Document extract —
========================================================================
Home at last! I've missed my computer and checking in with all my blogger friends. I tried it on dial-up where I was staying, but that was impossible. So now it may take me a few evenings to catch up with you all. I can't wait to see what I've missed! Thank you for all your beautiful comments and support--it means so much to me.
The colonial style house where I've been petsitting has a beautiful door with a shock of corn hanging on it. Very New England. One morning on my way out I spotted some dried grass on the step. Looking up I found the beginnings of a bird's nest in the husks of the corn. I stopped using that door and the nest progressed over a couple of days. I looked every day but never saw the builder. After a couple of weeks, I looked all around. No bird in sight. I reached my camera up and snapped this picture:
Look at that blue! So intense, that blue--she had to be a robin. We had a few hot days around that time and I still never saw her around. Then it started to get cool again. One evening as I came home she was sitting on the nest. She never moved. The glare of the headlights didn't faze her. I drove into the garage and moved slowly, so not to scare her.
The next morning there she was. I walked around the car, got my camera out and took some pictures. Shutting car doors and driving out of the garage didn't move her. Over the next week she was sitting on those eggs every time I looked. Stoic little robin!
The homeowner is awestruck--she considers it a true blessing. I'll be back there in a couple of weeks. Maybe there will be 3 little squeakers then! I'll let you know how it turns out.
========================================================================
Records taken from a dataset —
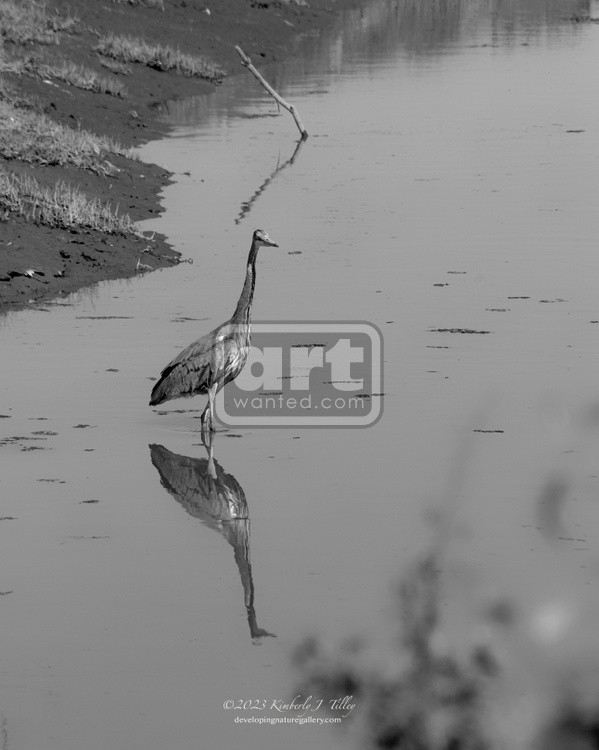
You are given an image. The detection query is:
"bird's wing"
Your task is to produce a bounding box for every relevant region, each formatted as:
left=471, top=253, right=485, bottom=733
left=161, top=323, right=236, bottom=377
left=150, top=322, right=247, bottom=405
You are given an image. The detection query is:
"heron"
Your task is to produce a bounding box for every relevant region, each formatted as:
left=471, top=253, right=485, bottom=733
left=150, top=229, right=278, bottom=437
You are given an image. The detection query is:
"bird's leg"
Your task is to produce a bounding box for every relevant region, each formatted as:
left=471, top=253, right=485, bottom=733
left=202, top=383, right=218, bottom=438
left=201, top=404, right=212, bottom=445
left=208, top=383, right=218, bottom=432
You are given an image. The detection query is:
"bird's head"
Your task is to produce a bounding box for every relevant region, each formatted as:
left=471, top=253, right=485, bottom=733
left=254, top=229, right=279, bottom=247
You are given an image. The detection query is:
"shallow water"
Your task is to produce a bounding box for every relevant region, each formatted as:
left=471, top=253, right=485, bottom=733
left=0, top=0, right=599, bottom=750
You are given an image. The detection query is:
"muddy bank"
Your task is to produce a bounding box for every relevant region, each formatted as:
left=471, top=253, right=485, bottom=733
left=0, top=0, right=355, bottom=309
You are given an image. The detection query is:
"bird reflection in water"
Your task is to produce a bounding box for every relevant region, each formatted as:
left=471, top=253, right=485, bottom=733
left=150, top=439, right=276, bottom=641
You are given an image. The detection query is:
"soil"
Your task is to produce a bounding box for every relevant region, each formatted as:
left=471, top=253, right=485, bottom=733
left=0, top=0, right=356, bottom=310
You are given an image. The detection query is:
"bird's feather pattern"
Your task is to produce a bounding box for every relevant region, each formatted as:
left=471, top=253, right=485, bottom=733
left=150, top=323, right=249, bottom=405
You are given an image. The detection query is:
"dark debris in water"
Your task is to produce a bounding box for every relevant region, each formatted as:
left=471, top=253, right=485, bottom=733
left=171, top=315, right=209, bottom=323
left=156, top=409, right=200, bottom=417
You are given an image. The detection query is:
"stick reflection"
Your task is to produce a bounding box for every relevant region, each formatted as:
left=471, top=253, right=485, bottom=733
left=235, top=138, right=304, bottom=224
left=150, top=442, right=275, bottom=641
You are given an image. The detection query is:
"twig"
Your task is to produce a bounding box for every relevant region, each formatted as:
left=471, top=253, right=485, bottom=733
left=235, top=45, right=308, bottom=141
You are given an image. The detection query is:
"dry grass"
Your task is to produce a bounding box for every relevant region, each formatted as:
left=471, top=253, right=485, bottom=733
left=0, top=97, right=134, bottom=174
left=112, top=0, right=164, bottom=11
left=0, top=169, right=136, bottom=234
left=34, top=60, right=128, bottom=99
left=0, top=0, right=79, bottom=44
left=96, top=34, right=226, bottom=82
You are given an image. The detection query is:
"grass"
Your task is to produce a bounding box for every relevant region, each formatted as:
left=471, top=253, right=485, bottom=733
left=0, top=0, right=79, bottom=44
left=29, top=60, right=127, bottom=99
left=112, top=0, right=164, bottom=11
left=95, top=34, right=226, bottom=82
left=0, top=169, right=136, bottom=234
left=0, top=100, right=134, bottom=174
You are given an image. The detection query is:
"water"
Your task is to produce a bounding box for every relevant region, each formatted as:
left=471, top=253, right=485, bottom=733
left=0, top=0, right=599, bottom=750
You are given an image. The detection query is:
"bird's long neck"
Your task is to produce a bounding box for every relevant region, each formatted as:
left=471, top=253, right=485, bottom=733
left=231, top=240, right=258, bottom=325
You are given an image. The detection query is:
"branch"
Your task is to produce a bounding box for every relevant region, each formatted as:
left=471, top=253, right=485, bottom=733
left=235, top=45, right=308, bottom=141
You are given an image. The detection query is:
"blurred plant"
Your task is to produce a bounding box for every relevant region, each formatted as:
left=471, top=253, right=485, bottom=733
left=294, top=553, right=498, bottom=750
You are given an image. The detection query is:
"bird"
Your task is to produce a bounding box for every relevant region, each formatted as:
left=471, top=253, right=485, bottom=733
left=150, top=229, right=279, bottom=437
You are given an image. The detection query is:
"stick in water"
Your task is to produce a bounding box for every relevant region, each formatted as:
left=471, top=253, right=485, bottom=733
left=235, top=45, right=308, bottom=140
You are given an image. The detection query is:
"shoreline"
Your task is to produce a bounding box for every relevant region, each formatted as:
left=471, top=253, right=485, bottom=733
========================================================================
Exercise set —
1. Reproduce the part of the blog post starting with "The colonial style" and going on through "to scare her.", word for word.
2. Please write out the listing word for word, from its start through the line with "left=150, top=322, right=247, bottom=405", including that line. Leave the pictures out of your answer.
The blog post and the listing were drawn from unrelated sources.

Responses by task —
1.
The colonial style house where I've been petsitting has a beautiful door with a shock of corn hanging on it. Very New England. One morning on my way out I spotted some dried grass on the step. Looking up I found the beginnings of a bird's nest in the husks of the corn. I stopped using that door and the nest progressed over a couple of days. I looked every day but never saw the builder. After a couple of weeks, I looked all around. No bird in sight. I reached my camera up and snapped this picture:
Look at that blue! So intense, that blue--she had to be a robin. We had a few hot days around that time and I still never saw her around. Then it started to get cool again. One evening as I came home she was sitting on the nest. She never moved. The glare of the headlights didn't faze her. I drove into the garage and moved slowly, so not to scare her.

2.
You are given an image. The detection query is:
"bird's wing"
Your task is to produce a bounding box for every relevant region, each formatted as:
left=471, top=253, right=485, bottom=733
left=161, top=323, right=236, bottom=377
left=150, top=322, right=247, bottom=405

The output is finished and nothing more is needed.